▶ **GIVEN TASK**
Only the run of lines from the one containing "Target: red w logo on fuselage" through the last line should be returned, exactly as written.

▶ **GIVEN DATA**
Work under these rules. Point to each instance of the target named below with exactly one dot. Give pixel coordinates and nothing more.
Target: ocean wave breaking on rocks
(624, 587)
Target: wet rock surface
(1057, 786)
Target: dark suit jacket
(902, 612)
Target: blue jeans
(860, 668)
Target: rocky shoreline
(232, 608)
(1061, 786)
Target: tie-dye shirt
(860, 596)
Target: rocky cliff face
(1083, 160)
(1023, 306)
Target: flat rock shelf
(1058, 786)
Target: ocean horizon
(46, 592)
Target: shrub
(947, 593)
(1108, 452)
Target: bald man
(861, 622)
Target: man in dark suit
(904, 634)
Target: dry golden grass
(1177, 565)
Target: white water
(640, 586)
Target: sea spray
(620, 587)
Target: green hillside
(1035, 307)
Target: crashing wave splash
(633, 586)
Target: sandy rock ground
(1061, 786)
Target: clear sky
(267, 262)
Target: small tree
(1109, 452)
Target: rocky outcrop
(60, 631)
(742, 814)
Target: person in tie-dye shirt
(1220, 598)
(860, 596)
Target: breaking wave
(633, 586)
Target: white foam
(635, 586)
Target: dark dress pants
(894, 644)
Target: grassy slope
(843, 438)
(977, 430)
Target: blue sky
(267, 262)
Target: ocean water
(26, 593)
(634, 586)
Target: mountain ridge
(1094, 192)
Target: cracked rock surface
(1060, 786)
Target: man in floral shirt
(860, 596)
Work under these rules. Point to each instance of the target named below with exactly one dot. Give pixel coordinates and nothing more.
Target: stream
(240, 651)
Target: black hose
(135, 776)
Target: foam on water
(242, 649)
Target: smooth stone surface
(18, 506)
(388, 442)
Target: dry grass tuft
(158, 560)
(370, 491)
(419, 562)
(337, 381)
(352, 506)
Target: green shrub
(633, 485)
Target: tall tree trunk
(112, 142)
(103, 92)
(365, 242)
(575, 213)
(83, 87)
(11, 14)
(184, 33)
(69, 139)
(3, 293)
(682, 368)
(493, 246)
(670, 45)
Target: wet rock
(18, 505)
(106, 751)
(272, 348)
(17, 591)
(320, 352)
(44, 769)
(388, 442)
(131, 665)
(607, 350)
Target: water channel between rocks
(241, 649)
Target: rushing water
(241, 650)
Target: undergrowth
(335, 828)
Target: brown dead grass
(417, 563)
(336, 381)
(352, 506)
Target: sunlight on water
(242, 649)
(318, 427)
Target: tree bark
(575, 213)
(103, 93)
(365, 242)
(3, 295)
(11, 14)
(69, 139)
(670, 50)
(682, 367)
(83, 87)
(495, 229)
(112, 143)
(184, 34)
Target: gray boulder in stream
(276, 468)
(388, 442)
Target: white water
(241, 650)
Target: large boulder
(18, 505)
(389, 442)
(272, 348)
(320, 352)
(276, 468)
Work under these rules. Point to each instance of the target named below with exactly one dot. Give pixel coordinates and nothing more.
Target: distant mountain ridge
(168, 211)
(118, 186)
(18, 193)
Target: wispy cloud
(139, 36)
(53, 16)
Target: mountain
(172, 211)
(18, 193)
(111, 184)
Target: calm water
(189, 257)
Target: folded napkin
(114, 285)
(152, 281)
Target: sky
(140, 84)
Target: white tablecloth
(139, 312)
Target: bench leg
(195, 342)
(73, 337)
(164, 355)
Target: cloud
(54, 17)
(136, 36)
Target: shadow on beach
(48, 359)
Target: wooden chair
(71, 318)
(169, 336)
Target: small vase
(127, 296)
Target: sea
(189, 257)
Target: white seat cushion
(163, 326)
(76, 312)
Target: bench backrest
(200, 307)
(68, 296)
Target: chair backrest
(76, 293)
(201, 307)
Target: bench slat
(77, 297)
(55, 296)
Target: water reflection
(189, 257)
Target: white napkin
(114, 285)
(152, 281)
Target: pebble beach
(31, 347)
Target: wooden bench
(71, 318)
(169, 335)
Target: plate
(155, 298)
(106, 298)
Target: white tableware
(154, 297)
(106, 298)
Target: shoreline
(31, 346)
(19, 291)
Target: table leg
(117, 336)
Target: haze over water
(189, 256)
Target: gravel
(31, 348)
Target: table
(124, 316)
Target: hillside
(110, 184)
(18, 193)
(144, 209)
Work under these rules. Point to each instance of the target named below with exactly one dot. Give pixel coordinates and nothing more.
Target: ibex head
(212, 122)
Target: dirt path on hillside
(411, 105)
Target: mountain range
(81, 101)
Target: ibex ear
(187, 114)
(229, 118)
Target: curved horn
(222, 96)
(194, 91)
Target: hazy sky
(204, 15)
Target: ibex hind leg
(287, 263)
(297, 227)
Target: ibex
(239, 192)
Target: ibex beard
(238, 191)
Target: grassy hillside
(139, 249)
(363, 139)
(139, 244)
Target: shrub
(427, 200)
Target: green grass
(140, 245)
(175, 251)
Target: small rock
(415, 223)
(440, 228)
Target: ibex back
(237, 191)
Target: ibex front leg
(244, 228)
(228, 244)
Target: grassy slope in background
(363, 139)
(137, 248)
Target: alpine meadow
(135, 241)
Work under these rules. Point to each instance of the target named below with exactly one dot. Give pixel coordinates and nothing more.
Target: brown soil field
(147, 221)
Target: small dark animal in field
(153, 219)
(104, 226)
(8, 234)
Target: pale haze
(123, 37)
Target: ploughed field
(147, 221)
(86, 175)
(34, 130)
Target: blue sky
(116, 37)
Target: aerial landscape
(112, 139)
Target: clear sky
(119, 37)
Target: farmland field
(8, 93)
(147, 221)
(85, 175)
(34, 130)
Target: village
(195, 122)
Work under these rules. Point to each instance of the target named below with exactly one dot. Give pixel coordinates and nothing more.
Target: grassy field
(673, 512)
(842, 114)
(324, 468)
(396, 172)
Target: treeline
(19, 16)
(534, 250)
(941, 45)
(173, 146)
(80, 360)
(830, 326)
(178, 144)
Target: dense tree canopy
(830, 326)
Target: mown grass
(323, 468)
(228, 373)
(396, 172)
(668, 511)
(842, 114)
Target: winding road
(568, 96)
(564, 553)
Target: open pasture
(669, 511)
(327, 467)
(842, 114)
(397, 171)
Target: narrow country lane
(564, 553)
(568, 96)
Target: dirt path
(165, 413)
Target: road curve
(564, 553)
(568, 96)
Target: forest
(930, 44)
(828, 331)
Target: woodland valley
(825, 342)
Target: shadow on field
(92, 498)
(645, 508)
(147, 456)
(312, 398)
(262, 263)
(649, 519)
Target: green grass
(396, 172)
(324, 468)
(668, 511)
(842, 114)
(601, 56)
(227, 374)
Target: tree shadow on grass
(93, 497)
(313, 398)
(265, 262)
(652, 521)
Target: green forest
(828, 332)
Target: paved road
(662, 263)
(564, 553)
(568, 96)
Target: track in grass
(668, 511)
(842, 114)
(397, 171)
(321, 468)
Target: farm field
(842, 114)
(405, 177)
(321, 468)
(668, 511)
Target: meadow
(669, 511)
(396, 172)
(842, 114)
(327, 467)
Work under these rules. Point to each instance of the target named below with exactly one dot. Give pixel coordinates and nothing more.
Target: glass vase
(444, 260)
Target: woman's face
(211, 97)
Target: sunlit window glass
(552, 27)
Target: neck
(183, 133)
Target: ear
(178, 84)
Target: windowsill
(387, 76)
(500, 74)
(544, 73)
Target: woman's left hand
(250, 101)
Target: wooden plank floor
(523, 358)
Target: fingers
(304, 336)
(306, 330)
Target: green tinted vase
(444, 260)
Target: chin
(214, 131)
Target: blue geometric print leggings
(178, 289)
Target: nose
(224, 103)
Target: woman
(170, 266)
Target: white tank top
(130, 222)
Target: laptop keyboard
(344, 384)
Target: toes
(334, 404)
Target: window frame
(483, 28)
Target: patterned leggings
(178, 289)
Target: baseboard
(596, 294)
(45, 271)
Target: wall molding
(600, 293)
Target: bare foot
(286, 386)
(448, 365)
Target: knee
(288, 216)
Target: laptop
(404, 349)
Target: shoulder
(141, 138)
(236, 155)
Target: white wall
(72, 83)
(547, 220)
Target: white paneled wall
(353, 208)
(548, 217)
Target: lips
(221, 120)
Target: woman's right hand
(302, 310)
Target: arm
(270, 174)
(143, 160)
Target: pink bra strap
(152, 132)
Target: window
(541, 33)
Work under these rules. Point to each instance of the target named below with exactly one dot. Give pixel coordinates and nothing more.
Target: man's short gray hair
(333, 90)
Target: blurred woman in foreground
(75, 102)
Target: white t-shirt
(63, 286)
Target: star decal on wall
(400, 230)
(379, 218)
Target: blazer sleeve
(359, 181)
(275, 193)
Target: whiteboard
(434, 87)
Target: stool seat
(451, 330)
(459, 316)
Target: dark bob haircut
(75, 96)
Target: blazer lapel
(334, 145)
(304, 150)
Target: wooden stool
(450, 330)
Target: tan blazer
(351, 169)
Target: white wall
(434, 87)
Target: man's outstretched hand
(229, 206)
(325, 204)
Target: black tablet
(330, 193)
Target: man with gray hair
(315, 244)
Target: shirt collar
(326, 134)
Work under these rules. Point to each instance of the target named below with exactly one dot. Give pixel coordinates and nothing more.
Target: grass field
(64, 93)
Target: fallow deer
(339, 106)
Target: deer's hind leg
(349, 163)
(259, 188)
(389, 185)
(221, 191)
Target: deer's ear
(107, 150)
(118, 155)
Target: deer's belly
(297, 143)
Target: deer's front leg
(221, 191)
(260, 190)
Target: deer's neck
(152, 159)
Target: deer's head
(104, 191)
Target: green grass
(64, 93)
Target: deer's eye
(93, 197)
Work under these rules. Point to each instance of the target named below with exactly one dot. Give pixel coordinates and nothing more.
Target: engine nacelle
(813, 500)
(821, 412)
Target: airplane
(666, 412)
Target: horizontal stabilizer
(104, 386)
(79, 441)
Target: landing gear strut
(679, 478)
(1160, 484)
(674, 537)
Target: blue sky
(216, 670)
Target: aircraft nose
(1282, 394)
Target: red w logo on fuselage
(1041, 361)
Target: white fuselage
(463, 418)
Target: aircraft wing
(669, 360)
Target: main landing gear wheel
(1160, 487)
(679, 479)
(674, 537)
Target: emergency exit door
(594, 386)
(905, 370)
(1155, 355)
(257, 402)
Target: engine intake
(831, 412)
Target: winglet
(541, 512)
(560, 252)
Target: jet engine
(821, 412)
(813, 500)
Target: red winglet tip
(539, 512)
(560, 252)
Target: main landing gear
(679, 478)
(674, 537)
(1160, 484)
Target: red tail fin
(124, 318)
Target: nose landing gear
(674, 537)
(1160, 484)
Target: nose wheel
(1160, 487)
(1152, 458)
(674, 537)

▶ **WRITTEN SOLUTION**
Target: red w logo on fuselage
(1041, 361)
Target: white fuselage
(463, 418)
Target: aircraft wing
(669, 360)
Target: main landing gear wheel
(1160, 487)
(679, 479)
(674, 537)
Target: emergency exit door
(594, 386)
(905, 370)
(1155, 355)
(257, 402)
Target: engine intake
(831, 412)
Target: winglet
(541, 512)
(560, 252)
Target: jet engine
(821, 412)
(813, 500)
Target: red winglet tip
(539, 512)
(560, 252)
Target: main landing gear
(679, 478)
(674, 537)
(1160, 484)
Target: red tail fin
(124, 318)
Target: nose landing gear
(674, 537)
(1160, 484)
Target: nose wheel
(1160, 487)
(1152, 458)
(674, 537)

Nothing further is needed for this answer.